Algeria’s preordained election prods debate
The upcoming election in Algeria leaves the people without a voice, but is at least sparking some debate.
23 March 2014 marked the Algerian presidential campaign’s official debut. The campaign really began, however, on 27 April 2013, the day President Abdelaziz Bouteflika, in power since 1999, was flown to Paris following a vascular-cerebral accident that was to keep him abroad for over two months. His absence ignited a debate about a likely vacancy, prompting would-be leaders to position themselves for possible upcoming elections. Yet, despite proclaiming during a speech in Setif that “his generation was finished”, suggesting his desire to yield power to the youth, and despite his undeniable physical decline, Bouteflika is seeking a fourth term.
Is Algeria condemned to be led by the same class that has ruled since its independence? Is the powerful system that has been in place since 1962 susceptible to change? Do the numerous obstacles that the country must face necessitate a radical overhaul of this system? Against this backdrop, with the European Union and key Western actors standing idly by, a combative electoral campaign has been waged for weeks, and a crucial debate on the future of this country, an undeniable regional power, is now taking place.
One candidacy too many
Bouteflika benefits from a number of important sources of support that, given the regime’s nature, guarantee his re-election, even if it is increasingly seen as another slap in the face for a people who no longer have any say over their future.
Bouteflika has the backing of wealthy Algerian businessmen, many of whom offer sizable financial contributions exceeding tens of millions of dollars
The president's candidacy was first validated by the army, which, since 1962, has led the country, building up and destroying presidencies based on its own agenda. Bouteflika also enjoys support from a diverse set of organisations and political parties, including the National Liberation Front (FLN), the General Union of Algerian Workers (UGTA), the National Organisation of Mujahideen (ONM), and the National Rally for Democracy (RND). Public media and multiple student, women, and farmer movements have also shown their support for the president. And, most crucially, Bouteflika has the backing of wealthy Algerian businessmen, many of whom offer sizable financial contributions exceeding tens of millions of dollars, and the political backing of Mourad Medelci, Bouteflika’s former minister of foreign affairs and president of the Constitutional Council. This man is particularly important because he has the power to invoke Article 88 of the constitution, which states that if the president is unable to carry out his duties due to serious and long-lasting illness, the Constitutional Council, upon verifying the existence of such an illness, is to propose unanimously to the parliament that the president be removed from office.

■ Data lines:
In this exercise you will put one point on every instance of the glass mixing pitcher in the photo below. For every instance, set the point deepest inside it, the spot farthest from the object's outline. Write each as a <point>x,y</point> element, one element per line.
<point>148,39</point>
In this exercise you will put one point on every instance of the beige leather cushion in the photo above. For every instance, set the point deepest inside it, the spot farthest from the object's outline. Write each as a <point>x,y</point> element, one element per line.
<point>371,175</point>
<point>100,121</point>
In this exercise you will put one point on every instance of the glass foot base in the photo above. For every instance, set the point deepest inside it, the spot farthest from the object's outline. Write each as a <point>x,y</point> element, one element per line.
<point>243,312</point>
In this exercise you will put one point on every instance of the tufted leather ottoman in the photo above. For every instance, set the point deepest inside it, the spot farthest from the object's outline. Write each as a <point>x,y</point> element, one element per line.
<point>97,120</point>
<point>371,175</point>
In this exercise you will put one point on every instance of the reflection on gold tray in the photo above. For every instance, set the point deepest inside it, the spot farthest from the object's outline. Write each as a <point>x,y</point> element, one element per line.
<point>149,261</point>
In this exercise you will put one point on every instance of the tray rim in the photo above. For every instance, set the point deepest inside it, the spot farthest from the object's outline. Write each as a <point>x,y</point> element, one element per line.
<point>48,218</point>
--
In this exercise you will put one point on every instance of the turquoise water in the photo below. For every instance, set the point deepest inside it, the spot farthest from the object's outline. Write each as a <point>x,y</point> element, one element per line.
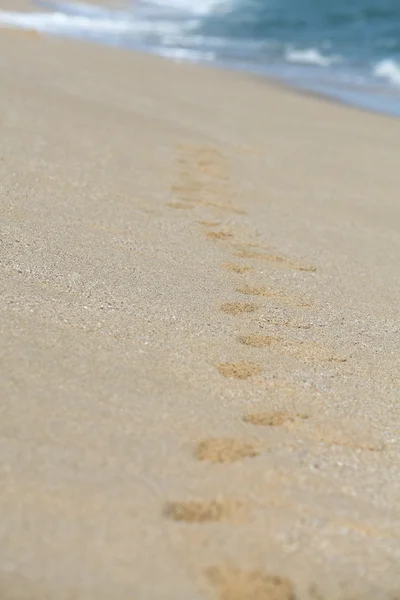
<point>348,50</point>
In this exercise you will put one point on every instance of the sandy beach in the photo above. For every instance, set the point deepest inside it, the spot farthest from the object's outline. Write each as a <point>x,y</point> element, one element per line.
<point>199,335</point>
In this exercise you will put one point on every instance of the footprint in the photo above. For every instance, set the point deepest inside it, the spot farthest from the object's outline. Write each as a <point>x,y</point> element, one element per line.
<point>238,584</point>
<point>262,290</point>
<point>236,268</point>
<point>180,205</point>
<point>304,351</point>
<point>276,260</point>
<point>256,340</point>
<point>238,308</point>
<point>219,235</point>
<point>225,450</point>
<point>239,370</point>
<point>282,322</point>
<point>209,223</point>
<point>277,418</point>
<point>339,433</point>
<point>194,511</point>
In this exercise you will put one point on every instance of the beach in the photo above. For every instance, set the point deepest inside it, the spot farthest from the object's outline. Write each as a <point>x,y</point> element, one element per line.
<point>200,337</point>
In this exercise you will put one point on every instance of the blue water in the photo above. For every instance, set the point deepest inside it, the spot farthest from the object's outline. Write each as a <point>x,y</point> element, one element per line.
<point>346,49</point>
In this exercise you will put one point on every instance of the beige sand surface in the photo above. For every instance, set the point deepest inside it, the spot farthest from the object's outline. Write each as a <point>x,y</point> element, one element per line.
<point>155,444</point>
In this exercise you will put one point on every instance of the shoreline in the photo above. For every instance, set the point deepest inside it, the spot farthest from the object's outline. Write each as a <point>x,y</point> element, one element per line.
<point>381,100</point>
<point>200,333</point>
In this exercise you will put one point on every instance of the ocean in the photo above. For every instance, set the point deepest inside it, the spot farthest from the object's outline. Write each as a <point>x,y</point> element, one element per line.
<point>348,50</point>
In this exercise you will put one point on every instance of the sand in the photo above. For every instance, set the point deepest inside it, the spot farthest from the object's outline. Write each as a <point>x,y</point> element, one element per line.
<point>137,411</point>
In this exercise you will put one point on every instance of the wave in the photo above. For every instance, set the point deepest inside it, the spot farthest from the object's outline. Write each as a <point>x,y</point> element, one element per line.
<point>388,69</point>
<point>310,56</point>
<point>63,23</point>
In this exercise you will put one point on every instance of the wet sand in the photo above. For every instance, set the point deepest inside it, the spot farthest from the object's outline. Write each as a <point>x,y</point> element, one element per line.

■ DIRECTIVES:
**1)** Transcribe the part of the Algeria election article that opens with the words containing "Is Algeria condemned" and closes with "now taking place.".
**2)** Pull out every line of the entries that contains the string "beach", matching its case exactly.
These entries are unrelated to the Algeria election article.

■ SOLUTIONS TO THE TASKS:
**1)**
Is Algeria condemned to be led by the same class that has ruled since its independence? Is the powerful system that has been in place since 1962 susceptible to change? Do the numerous obstacles that the country must face necessitate a radical overhaul of this system? Against this backdrop, with the European Union and key Western actors standing idly by, a combative electoral campaign has been waged for weeks, and a crucial debate on the future of this country, an undeniable regional power, is now taking place.

**2)**
In this exercise you will put one point on every instance of the sandy beach in the photo above. For every instance, set the point deepest inside it, the spot farthest from the object's outline. Write each as a <point>x,y</point> element, one element per line.
In this exercise you will put one point on every instance of the beach in the photo above. For every instance, set the point deepest inside it, the spot farthest from the object's outline. Write each as a <point>x,y</point> element, one element per line.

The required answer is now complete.